Extracted data:
((

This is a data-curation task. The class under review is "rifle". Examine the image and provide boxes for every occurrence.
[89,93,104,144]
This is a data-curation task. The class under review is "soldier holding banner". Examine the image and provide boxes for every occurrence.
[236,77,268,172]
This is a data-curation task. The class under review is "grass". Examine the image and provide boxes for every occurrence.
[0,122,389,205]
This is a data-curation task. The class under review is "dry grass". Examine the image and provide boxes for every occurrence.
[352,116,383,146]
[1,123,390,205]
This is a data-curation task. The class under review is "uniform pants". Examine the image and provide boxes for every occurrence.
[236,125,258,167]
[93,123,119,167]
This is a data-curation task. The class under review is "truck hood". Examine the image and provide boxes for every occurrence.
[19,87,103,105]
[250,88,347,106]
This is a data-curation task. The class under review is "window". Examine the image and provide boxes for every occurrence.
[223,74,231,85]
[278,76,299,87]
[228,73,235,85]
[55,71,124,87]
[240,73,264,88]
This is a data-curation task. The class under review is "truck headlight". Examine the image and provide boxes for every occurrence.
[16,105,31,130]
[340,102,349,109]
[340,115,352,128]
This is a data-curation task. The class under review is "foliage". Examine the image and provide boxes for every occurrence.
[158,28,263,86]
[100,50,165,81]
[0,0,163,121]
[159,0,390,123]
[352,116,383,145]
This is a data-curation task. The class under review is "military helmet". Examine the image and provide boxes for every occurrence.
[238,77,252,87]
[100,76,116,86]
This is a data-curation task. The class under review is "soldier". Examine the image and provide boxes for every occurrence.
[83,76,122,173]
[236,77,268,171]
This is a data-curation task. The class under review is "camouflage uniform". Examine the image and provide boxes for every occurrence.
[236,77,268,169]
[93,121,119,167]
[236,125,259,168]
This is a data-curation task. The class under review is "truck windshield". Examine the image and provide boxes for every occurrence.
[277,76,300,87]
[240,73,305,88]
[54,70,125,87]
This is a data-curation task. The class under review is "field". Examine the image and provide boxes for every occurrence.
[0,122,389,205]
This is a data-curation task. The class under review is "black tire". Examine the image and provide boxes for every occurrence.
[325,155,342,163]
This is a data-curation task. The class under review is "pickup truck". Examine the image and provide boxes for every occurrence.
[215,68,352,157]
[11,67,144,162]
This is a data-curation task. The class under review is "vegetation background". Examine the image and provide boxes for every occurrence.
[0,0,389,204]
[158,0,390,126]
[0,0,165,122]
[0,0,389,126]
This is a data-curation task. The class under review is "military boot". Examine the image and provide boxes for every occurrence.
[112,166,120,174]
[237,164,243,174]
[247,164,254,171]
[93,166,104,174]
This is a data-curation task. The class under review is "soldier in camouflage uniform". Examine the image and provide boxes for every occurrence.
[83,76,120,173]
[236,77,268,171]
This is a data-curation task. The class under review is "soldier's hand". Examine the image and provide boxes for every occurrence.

))

Directions for this task:
Every entry must be set down exactly, with nothing left out.

Solution to this problem:
This is a data-curation task. The class under review is "rifle". Examine the image and provide boxes for every occurrence.
[89,93,104,144]
This is a data-curation task. The class under review is "soldier holding banner". Examine the image and provide boxes for every occurrence.
[236,77,268,172]
This is a data-curation task. The class under review is "grass". Examine the image and provide boxes for every occurrence.
[0,122,389,205]
This is a data-curation task. The class under review is "dry grass". Examine the image and provide boxes for every occurrence.
[352,116,383,146]
[1,123,390,205]
This is a data-curation task. The class under review is "uniform pants". Examine the image and provide boxes for every occurrence.
[236,125,258,167]
[93,123,119,167]
This is a data-curation task. The class under review is "truck hood". Examine the image and provide boxes for every occurrence.
[19,87,103,105]
[250,88,347,106]
This is a data-curation task. The class under review is "window". Examine the image and provide boxes for every occurrence.
[223,74,231,85]
[278,76,299,87]
[228,73,235,85]
[55,71,124,87]
[240,73,264,88]
This is a data-curation task. The class under review is "truck headlight". Examine the image and provide boxes for every occurrence.
[16,105,31,130]
[340,102,349,109]
[340,115,352,128]
This is a data-curation task. The class under review is "foliage". Examine the image and provide boxes for every occurrence.
[158,28,263,86]
[100,50,165,81]
[0,0,163,121]
[159,0,390,123]
[352,116,383,145]
This is a data-curation task. The class under review is "military helmet". Examine the image and provide boxes for every occurrence.
[238,77,252,87]
[100,76,116,86]
This is a data-curation task. The class under review is "soldier". Examine the image and provide boxes for every occurrence.
[83,76,122,173]
[236,77,268,171]
This is a data-curation task. The class under review is "camouflage uniform". Examine the image and provide boxes for every occurrence.
[236,77,268,169]
[93,121,119,167]
[236,125,259,168]
This is a data-curation task. The class under review is "truck windshield". Examine the image and provide boxes for every occurrence.
[277,76,300,87]
[240,73,305,88]
[54,70,125,87]
This is a data-curation task. The class under review is "field". Examine the image and provide boxes for every occurrence.
[0,122,389,205]
This is a data-curation task. The class under review is "black tire". Examine the image and provide boxes for every occurrence.
[325,155,342,163]
This is a data-curation task. The class under review is "pickup truck". Examine the image and provide boxes for every occurrence.
[215,68,352,157]
[11,67,144,162]
This is a data-curation task. The class under review is "vegetation background". Examine the image and provide boxes for every occurrence.
[0,0,389,204]
[158,0,390,126]
[0,0,165,122]
[0,0,389,126]
This is a data-curation task. The class under review is "military boot". Examine the image and provide boxes for every occurrence.
[112,166,120,174]
[237,164,243,174]
[247,164,254,171]
[93,166,104,174]
This is a data-curation task. The class under review is "soldier in camouflage uniform". Examine the image and provide boxes for every occurrence.
[83,76,120,173]
[236,77,268,171]
This is a data-curation task. The class under review is "soldier's hand". Examine the image and provide boxes for every occurrence.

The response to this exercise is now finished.